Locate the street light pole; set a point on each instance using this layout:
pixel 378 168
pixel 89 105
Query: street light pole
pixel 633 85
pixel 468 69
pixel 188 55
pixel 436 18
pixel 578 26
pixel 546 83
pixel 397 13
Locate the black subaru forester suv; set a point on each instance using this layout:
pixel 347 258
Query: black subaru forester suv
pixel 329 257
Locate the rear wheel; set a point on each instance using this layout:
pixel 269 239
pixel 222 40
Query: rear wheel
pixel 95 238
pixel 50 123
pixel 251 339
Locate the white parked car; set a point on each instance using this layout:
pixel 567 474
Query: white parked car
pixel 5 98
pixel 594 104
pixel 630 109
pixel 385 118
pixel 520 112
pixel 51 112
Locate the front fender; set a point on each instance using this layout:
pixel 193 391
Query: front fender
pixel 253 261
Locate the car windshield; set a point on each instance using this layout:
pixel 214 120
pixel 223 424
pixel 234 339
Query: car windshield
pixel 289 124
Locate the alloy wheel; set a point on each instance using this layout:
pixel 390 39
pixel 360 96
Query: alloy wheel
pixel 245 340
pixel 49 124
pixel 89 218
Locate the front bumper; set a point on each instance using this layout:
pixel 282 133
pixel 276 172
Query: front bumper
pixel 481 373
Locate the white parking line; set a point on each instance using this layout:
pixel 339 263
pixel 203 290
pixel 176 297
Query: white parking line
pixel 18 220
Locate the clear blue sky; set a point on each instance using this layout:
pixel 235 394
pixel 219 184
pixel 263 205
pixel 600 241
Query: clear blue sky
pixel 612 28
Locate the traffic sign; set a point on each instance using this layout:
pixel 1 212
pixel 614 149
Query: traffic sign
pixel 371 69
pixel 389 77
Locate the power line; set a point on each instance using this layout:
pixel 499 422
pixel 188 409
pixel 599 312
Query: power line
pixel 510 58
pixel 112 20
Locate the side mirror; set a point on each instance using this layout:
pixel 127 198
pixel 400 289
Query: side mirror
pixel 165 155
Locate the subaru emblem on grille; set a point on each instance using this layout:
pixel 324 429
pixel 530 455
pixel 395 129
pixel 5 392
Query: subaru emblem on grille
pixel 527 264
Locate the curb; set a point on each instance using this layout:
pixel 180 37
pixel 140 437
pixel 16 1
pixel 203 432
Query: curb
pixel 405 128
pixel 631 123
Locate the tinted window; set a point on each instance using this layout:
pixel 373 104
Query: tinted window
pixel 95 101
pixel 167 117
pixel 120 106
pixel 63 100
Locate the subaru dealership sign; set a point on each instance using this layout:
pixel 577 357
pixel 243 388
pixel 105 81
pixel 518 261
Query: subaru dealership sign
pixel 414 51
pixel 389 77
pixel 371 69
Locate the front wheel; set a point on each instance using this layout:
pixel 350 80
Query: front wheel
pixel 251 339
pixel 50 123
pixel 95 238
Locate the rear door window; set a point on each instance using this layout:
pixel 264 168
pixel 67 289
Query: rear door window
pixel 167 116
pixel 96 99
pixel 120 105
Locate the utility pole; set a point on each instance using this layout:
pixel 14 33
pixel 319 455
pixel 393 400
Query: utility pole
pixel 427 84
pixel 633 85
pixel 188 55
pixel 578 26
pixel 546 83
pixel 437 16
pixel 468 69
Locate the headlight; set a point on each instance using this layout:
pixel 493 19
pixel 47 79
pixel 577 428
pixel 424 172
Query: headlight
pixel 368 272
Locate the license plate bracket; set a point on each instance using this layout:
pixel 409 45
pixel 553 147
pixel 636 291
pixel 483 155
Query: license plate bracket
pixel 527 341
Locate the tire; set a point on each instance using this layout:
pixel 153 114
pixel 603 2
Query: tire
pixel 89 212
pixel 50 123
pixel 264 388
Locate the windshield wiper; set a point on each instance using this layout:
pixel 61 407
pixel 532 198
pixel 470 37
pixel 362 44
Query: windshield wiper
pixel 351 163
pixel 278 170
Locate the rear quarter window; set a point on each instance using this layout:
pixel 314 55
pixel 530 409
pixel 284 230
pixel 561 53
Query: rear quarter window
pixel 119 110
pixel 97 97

## [Short task]
Reproduce the entire listing above verbatim, line for line, without any alteration.

## [Problem solution]
Locate the street light pole; set a point on each instance using this layout:
pixel 378 168
pixel 89 105
Query: street light pole
pixel 633 85
pixel 468 69
pixel 188 55
pixel 436 18
pixel 578 26
pixel 546 83
pixel 397 13
Locate the black subaru forester suv; set a point on each instance using this layout:
pixel 347 258
Query: black subaru forester suv
pixel 329 257
Locate the rear wheel; set a point on each instance using this layout:
pixel 269 239
pixel 222 40
Query: rear wheel
pixel 95 238
pixel 50 123
pixel 251 339
Locate the white parked car; set a point on each instance using this layout:
pixel 567 474
Query: white parked car
pixel 5 98
pixel 594 104
pixel 630 109
pixel 385 118
pixel 520 112
pixel 51 112
Locate the front fender; set a point on each instance using this layout:
pixel 193 391
Query: front fender
pixel 253 261
Locate the car windshield; set a point on each instance using this layout:
pixel 214 120
pixel 223 424
pixel 234 339
Query: car windshield
pixel 289 124
Locate the alloy wheel; set a point on each instance using this layout:
pixel 390 39
pixel 360 96
Query: alloy wheel
pixel 245 340
pixel 49 124
pixel 89 218
Locate the front bumper; set a point on each instance using this layout:
pixel 282 133
pixel 276 172
Query: front bumper
pixel 481 373
Locate the white parking line; set a point on each instance using this layout:
pixel 339 263
pixel 203 290
pixel 176 297
Query: white parking line
pixel 18 220
Locate the clear blue sky; set a point on each instance using this layout:
pixel 235 394
pixel 219 184
pixel 263 205
pixel 600 241
Query: clear blue sky
pixel 612 28
Locate the traffic sign; set a point on each instance using this layout:
pixel 1 212
pixel 614 149
Query: traffic sign
pixel 371 69
pixel 389 77
Locate the power line; set a point on each instance using this layout:
pixel 499 422
pixel 188 409
pixel 599 312
Query: power line
pixel 510 58
pixel 112 20
Locate the side mirror; set a point on each instance using this layout:
pixel 127 198
pixel 400 289
Query: side mirror
pixel 165 155
Locate the subaru emblem on grille; set a point on each instance using this layout:
pixel 324 429
pixel 530 455
pixel 395 129
pixel 5 392
Query: subaru emblem on grille
pixel 527 264
Locate the curb; set a point on each instance using this layout:
pixel 180 37
pixel 140 437
pixel 16 1
pixel 203 432
Query: curb
pixel 405 128
pixel 631 123
Locate the tinted window; set a point on each instance using this layout:
pixel 373 104
Query: tinted window
pixel 95 101
pixel 167 117
pixel 120 106
pixel 63 100
Locate the subaru dealership sign; set a point on each instance using this layout:
pixel 577 357
pixel 243 388
pixel 105 81
pixel 518 261
Query: subaru dealership sign
pixel 414 51
pixel 389 77
pixel 371 69
Locate the front wheel; set a point on each instance using this layout:
pixel 350 80
Query: front wheel
pixel 251 339
pixel 50 123
pixel 95 238
Locate the rear door window; set a point on each instance using this layout:
pixel 264 168
pixel 67 289
Query: rear door window
pixel 167 116
pixel 96 99
pixel 120 105
Locate the utility pole; set a point on each instance using this layout:
pixel 14 33
pixel 319 455
pixel 393 400
Query: utility pole
pixel 427 84
pixel 633 85
pixel 188 55
pixel 578 26
pixel 546 83
pixel 437 16
pixel 468 69
Locate the headlight; set a point on each instance using this layout:
pixel 493 19
pixel 47 79
pixel 577 428
pixel 424 172
Query: headlight
pixel 368 272
Locate the license plate bracket; set a point on each instance using this layout:
pixel 409 45
pixel 553 147
pixel 636 291
pixel 483 155
Query: license plate bracket
pixel 527 341
Locate the tire; set a point on each instance using this layout:
pixel 153 114
pixel 603 2
Query: tire
pixel 89 212
pixel 50 123
pixel 264 388
Locate the windshield wiper; set a point on each instance using this layout:
pixel 61 407
pixel 532 198
pixel 470 37
pixel 362 44
Query: windshield wiper
pixel 351 163
pixel 278 170
Locate the rear quarter window; set a point on each instance using this layout:
pixel 314 55
pixel 530 409
pixel 284 230
pixel 561 53
Query: rear quarter window
pixel 119 110
pixel 97 97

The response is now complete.